| 任务要求 |
请照录这篇写礼屏公祠的文字中的一段，从“一个有皇帝的国家,还不敢拆人”开始，到“的造型,传承给了子孙和后世。”结束。

| 研读文本 |
▼
一个有皇帝的国家,还不敢拆人民的房。我们是民主国家,若不得我们的同意,谁敢来拆房呀!冯玉祥用这句铿锵有力的话,结束了他的演讲。
掌声雷动!
有的时候,掌声是可以凝固的,它让后人记住了一段历史。
七
没有一个人的寿命比建筑长久。所以,地球上的纪念性建筑,无不与人有关,那是人类生命延续的一种方式。一个与我们相距遥远的古人,他的血脉和精神,通过坚硬的材料和庄严的造型,传承给了子孙和后世。
我数次走进礼屏公祠,在空旷的砖墙上看到卢礼屏卢绍勋以及他们后人的照片,时光就会在每一块砖瓦上展开。历史不是以文字的形式呈现在后人心中,我只有通过青云巷,走到祠堂的尽头,在转向之后,看到那幢比礼屏公祠更苍老的祖屋。卢礼屏家族分蘖开枝,它的众多后人分散在香港、天津、上海、广州以及美国、加拿大。空寂的祠堂里,时光漫漶,那栋把祠堂切割之后依然立在古老土地上的小屋,一百多年来,始终与祠堂为伴;那个邻居的后人,依然在祖屋中繁衍,如今,他们成了礼屏公祠的守护者。只有他们,知道礼屏公祠深处的秘密,知道一百二十年时光中那些青苔的寂寞,知道青云巷里的人性故事。
▲
[自然语言区域描述]
▼
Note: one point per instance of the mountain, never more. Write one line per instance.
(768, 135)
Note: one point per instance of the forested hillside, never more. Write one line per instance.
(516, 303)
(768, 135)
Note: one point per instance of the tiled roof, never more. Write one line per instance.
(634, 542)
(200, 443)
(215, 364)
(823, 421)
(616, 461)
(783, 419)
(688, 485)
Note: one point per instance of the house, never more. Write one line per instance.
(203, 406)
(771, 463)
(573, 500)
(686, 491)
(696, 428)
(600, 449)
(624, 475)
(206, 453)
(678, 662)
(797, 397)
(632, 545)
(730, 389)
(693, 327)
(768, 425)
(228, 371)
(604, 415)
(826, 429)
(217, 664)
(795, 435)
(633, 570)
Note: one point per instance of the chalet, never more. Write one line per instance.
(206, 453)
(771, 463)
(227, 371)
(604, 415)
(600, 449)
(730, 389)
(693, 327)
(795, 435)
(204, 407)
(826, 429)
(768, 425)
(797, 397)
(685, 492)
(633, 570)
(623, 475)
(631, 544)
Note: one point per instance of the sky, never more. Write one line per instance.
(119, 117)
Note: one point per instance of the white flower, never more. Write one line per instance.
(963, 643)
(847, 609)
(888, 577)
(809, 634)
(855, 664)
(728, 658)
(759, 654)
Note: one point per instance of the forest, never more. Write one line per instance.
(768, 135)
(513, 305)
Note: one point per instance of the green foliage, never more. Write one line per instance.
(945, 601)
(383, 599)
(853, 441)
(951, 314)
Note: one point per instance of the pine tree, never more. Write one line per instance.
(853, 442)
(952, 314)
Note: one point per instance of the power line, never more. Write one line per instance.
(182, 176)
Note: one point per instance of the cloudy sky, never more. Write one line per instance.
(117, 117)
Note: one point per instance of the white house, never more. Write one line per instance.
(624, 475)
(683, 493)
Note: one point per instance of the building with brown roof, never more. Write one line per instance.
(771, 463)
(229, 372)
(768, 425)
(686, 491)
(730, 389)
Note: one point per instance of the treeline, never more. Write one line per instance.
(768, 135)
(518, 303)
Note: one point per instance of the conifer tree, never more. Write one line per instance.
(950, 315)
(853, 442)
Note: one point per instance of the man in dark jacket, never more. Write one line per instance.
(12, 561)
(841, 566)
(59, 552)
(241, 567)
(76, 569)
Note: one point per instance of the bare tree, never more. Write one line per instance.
▲
| 参考答案 |
一个有皇帝的国家,还不敢拆人民的房。我们是民主国家,若不得我们的同意,谁敢来拆房呀!冯玉祥用这句铿锵有力的话,结束了他的演讲。
掌声雷动!
有的时候,掌声是可以凝固的,它让后人记住了一段历史。
七
没有一个人的寿命比建筑长久。所以,地球上的纪念性建筑,无不与人有关,那是人类生命延续的一种方式。一个与我们相距遥远的古人,他的血脉和精神,通过坚硬的材料和庄严的造型,传承给了子孙和后世。